TASK REQUIREMENTS - Write out the records below word for word, please.

---------- PROVIDED DATA

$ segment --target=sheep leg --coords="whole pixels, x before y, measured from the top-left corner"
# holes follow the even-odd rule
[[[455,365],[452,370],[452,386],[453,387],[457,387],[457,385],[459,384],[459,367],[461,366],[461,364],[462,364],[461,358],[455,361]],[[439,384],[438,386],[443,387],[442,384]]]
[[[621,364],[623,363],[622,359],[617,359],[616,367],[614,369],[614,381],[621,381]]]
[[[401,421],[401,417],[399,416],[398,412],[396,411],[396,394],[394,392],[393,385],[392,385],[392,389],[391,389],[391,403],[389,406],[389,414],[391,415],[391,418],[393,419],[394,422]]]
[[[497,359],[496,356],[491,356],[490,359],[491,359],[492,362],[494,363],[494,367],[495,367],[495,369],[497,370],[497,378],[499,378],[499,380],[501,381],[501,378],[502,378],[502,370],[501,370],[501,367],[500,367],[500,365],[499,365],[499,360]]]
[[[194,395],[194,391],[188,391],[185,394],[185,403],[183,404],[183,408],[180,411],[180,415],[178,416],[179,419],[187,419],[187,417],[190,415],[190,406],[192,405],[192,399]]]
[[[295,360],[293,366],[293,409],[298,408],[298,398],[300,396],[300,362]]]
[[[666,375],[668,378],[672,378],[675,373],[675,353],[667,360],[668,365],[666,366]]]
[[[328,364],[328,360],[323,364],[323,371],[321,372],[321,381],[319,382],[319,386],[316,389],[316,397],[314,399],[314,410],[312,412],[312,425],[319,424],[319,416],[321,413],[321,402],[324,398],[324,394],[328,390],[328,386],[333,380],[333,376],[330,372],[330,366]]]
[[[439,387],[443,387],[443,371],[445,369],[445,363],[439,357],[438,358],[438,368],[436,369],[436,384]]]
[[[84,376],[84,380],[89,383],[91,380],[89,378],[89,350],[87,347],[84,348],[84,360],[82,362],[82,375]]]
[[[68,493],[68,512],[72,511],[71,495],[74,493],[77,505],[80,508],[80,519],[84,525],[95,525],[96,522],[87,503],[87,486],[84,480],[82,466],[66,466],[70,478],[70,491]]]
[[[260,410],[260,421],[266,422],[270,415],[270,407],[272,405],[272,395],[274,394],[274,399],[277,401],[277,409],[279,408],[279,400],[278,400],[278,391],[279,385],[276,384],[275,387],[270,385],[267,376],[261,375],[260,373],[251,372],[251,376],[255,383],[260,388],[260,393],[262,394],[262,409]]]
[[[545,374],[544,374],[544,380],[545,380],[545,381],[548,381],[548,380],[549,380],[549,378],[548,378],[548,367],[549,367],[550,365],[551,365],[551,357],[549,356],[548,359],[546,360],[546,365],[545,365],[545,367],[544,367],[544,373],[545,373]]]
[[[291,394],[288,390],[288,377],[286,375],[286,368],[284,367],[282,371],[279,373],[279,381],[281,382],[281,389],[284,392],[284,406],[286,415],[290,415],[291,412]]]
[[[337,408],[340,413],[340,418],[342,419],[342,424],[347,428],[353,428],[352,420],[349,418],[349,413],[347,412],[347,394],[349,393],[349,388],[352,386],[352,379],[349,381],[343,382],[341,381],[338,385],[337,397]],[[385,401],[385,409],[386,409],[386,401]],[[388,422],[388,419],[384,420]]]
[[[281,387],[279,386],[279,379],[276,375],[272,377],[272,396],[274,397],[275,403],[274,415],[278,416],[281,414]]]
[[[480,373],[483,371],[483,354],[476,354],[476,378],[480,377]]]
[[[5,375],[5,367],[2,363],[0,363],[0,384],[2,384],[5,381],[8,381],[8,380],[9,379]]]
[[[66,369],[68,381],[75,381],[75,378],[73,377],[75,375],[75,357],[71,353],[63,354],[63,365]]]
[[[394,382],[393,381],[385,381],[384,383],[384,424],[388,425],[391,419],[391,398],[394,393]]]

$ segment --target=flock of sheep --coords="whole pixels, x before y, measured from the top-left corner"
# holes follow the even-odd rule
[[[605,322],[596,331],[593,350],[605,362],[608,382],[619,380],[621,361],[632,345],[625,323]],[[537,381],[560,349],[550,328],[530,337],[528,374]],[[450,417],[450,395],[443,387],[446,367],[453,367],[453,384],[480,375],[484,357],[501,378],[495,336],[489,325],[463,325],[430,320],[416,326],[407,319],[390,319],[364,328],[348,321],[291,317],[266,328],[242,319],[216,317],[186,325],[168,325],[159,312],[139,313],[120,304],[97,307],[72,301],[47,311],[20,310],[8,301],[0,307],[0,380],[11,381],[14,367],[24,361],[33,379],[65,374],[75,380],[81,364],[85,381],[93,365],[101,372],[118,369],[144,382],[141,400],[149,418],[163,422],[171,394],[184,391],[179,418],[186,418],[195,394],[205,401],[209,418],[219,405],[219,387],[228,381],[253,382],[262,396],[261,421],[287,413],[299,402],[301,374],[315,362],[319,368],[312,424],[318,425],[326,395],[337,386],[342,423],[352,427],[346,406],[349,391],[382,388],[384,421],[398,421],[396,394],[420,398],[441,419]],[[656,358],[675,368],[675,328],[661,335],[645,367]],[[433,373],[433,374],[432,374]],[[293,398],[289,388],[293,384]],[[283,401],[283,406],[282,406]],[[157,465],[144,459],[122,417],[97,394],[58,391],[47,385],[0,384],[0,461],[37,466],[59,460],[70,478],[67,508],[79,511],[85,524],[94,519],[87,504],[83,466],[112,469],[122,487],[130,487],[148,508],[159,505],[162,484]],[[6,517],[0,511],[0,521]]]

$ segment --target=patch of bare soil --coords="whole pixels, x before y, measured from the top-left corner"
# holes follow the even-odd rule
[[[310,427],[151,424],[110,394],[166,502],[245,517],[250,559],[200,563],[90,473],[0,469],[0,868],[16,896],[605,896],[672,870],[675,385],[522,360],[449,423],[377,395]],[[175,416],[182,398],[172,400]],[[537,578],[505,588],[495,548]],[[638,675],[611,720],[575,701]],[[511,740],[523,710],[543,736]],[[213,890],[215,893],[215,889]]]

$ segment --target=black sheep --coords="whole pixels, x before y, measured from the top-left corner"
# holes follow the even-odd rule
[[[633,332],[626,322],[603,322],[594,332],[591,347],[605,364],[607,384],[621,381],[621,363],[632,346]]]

--------------------

SOLVED EXERCISE -
$ segment --target=sheep leg --coords="whole pixels, x before y, measured from the top-left corner"
# holes follow the even-odd rule
[[[455,365],[452,370],[452,386],[453,387],[457,387],[457,385],[459,384],[459,367],[461,366],[461,364],[462,364],[461,358],[455,361]],[[439,384],[438,386],[443,387],[442,384]]]
[[[621,364],[623,363],[622,359],[617,359],[616,367],[614,369],[614,381],[621,381]]]
[[[401,421],[401,417],[399,416],[398,412],[396,411],[396,394],[394,392],[393,385],[392,385],[392,389],[391,389],[391,403],[389,406],[389,414],[391,415],[391,418],[393,419],[394,422]]]
[[[497,359],[496,356],[491,356],[490,359],[491,359],[492,362],[494,363],[494,367],[495,367],[495,369],[497,370],[497,378],[499,378],[499,380],[501,381],[501,378],[502,378],[502,370],[501,370],[501,367],[500,367],[500,365],[499,365],[499,360]]]
[[[194,395],[194,391],[188,391],[185,394],[185,403],[183,404],[183,408],[180,411],[180,415],[178,416],[179,419],[187,419],[187,417],[190,415],[190,406],[192,405],[192,399]]]
[[[295,360],[293,366],[293,409],[298,408],[298,398],[300,396],[300,362]]]
[[[666,375],[668,378],[672,378],[675,373],[675,353],[667,360],[668,365],[666,366]]]
[[[328,364],[328,360],[323,364],[323,371],[321,372],[321,381],[319,382],[319,386],[316,389],[316,397],[314,399],[314,410],[312,412],[312,425],[319,424],[319,416],[321,413],[321,402],[324,398],[324,394],[328,390],[328,386],[333,380],[333,376],[330,372],[330,366]]]
[[[439,387],[443,387],[443,371],[445,369],[445,363],[439,357],[438,358],[438,368],[436,369],[436,384]]]
[[[84,376],[84,380],[89,383],[91,380],[89,378],[89,350],[87,347],[84,348],[84,360],[82,362],[82,375]]]
[[[68,493],[68,512],[72,511],[71,495],[74,493],[77,505],[80,508],[80,519],[84,525],[95,525],[96,522],[87,503],[87,486],[84,480],[82,466],[66,466],[70,478],[70,491]]]
[[[260,410],[260,421],[266,422],[270,415],[270,407],[272,405],[272,395],[274,394],[274,399],[277,401],[277,409],[279,408],[279,400],[278,400],[278,391],[279,385],[276,384],[275,387],[270,385],[267,376],[261,375],[260,373],[251,372],[251,376],[255,383],[260,388],[260,393],[262,394],[262,409]]]
[[[545,374],[544,374],[544,380],[545,380],[545,381],[548,381],[548,380],[549,380],[549,378],[548,378],[548,367],[549,367],[550,365],[551,365],[551,357],[549,356],[548,359],[546,360],[546,365],[545,365],[545,367],[544,367],[544,373],[545,373]]]
[[[291,394],[288,390],[288,377],[286,375],[286,368],[284,367],[282,371],[279,373],[279,381],[281,382],[281,389],[284,392],[284,406],[286,415],[290,415],[291,412]]]
[[[337,408],[340,413],[340,418],[342,419],[342,424],[347,428],[353,428],[352,420],[349,418],[349,413],[347,412],[347,394],[349,393],[349,388],[352,386],[352,379],[349,381],[343,382],[341,381],[338,385],[337,397]],[[385,401],[385,409],[386,409],[386,401]],[[388,422],[388,419],[384,420]]]
[[[281,387],[279,386],[279,379],[276,375],[272,377],[272,396],[274,397],[275,403],[274,415],[278,416],[281,414]]]
[[[480,373],[483,371],[483,354],[476,354],[476,378],[480,377]]]
[[[5,375],[5,367],[2,363],[0,363],[0,384],[2,384],[5,381],[8,381],[8,380],[9,379]]]
[[[66,369],[68,381],[75,381],[75,378],[73,377],[75,375],[75,357],[71,353],[63,354],[63,365]]]
[[[394,382],[393,381],[385,381],[384,383],[384,424],[388,425],[391,419],[391,398],[394,393]]]

$ segment --target=flock of sheep --coords="whole pixels, x before y, measured from the top-left corner"
# holes follow the even-odd rule
[[[605,322],[596,331],[593,350],[605,362],[608,382],[619,380],[621,361],[632,345],[625,323]],[[537,381],[560,349],[550,328],[530,337],[528,374]],[[450,417],[450,395],[443,387],[446,367],[453,367],[453,384],[480,375],[484,357],[501,378],[495,336],[489,325],[463,325],[430,320],[416,326],[407,319],[390,319],[364,328],[348,321],[291,317],[266,328],[242,319],[216,317],[186,325],[168,325],[159,312],[139,313],[120,304],[97,307],[72,301],[47,311],[20,310],[8,301],[0,307],[0,380],[11,381],[14,367],[24,361],[33,379],[65,374],[75,380],[81,364],[85,381],[93,365],[101,372],[118,369],[144,382],[141,400],[149,418],[163,422],[171,394],[184,391],[179,418],[186,418],[195,394],[205,401],[209,418],[219,405],[219,387],[228,381],[253,382],[262,396],[261,421],[287,413],[299,402],[301,374],[315,362],[319,368],[312,424],[318,425],[326,395],[337,386],[342,423],[352,427],[346,406],[349,391],[382,388],[384,421],[398,421],[396,394],[420,398],[441,419]],[[656,358],[675,368],[675,328],[661,335],[645,367]],[[433,373],[433,374],[432,374]],[[293,398],[289,388],[293,384]],[[283,401],[283,406],[282,406]],[[157,465],[144,459],[122,417],[97,394],[58,391],[47,385],[0,384],[0,461],[37,466],[59,460],[70,478],[67,508],[79,511],[85,524],[94,519],[87,504],[83,466],[112,469],[122,487],[130,487],[148,508],[159,505],[162,484]],[[6,517],[0,511],[0,521]]]

$ segment --target=patch of bare soil --coords="whole pixels, x before y, measured from the top-left corner"
# holes follow the even-odd rule
[[[310,427],[151,424],[110,394],[166,502],[245,517],[250,559],[200,563],[90,473],[0,469],[0,868],[16,896],[605,896],[672,870],[675,385],[522,360],[449,423],[377,395]],[[175,416],[182,398],[172,400]],[[537,578],[505,588],[495,548]],[[638,675],[611,720],[575,701]],[[511,740],[523,710],[543,736]],[[213,890],[215,893],[215,889]]]

$ segment --target=black sheep --coords="whole pixels, x before y, measured from the top-left corner"
# holes follow the even-odd rule
[[[633,332],[626,322],[603,322],[594,332],[591,347],[605,364],[607,384],[621,381],[621,363],[632,346]]]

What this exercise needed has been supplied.